Referring expression pointing data
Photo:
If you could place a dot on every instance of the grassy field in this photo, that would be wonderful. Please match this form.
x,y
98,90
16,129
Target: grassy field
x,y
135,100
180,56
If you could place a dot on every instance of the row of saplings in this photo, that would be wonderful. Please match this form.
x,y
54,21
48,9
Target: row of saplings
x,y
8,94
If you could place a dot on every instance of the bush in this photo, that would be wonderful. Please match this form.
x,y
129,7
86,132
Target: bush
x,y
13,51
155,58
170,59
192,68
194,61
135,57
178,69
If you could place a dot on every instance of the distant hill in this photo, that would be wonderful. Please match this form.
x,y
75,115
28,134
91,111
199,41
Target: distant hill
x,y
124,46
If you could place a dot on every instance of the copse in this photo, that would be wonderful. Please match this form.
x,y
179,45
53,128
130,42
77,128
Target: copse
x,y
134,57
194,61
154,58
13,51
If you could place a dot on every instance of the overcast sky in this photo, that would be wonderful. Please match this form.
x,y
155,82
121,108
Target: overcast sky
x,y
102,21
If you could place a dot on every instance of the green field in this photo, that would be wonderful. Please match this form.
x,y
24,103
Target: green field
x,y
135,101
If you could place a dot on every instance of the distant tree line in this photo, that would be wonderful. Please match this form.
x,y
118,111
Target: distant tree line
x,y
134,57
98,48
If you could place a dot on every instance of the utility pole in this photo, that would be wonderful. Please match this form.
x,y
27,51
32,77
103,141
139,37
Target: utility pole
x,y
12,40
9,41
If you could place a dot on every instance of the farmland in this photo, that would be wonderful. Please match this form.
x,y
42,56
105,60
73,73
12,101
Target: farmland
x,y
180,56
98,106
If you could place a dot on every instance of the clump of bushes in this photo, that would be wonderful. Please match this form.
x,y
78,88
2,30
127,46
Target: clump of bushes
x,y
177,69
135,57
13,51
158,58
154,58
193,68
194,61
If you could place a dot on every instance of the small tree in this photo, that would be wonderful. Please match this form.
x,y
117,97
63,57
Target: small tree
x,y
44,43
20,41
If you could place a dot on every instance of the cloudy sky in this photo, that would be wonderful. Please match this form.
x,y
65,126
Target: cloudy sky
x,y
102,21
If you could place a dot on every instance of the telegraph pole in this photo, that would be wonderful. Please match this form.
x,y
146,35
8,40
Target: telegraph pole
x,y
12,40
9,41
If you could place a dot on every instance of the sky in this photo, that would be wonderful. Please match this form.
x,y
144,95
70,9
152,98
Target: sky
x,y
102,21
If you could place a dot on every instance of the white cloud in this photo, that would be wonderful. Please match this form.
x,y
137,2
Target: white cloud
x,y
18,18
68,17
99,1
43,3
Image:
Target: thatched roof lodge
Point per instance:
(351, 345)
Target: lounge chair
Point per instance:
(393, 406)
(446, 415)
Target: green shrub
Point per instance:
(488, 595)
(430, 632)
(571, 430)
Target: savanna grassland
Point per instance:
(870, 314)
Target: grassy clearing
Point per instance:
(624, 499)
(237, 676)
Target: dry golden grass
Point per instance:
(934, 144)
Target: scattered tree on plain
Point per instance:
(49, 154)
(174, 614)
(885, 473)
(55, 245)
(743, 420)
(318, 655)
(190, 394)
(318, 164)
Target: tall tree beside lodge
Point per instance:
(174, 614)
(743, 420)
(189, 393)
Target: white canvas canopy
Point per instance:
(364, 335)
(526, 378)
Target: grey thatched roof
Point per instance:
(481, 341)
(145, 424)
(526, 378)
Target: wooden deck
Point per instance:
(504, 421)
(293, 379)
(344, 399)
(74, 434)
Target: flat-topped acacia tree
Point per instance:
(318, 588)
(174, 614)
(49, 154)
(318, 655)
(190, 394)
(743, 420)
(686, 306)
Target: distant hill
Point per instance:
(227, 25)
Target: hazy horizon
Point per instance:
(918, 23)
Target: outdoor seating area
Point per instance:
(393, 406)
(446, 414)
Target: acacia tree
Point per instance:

### ABOUT THIS TASK
I need every line of the data that has the word "lodge"; please list them.

### RESPONSE TO THE EXERCISE
Target: thatched roof lodge
Target: tall tree beside lodge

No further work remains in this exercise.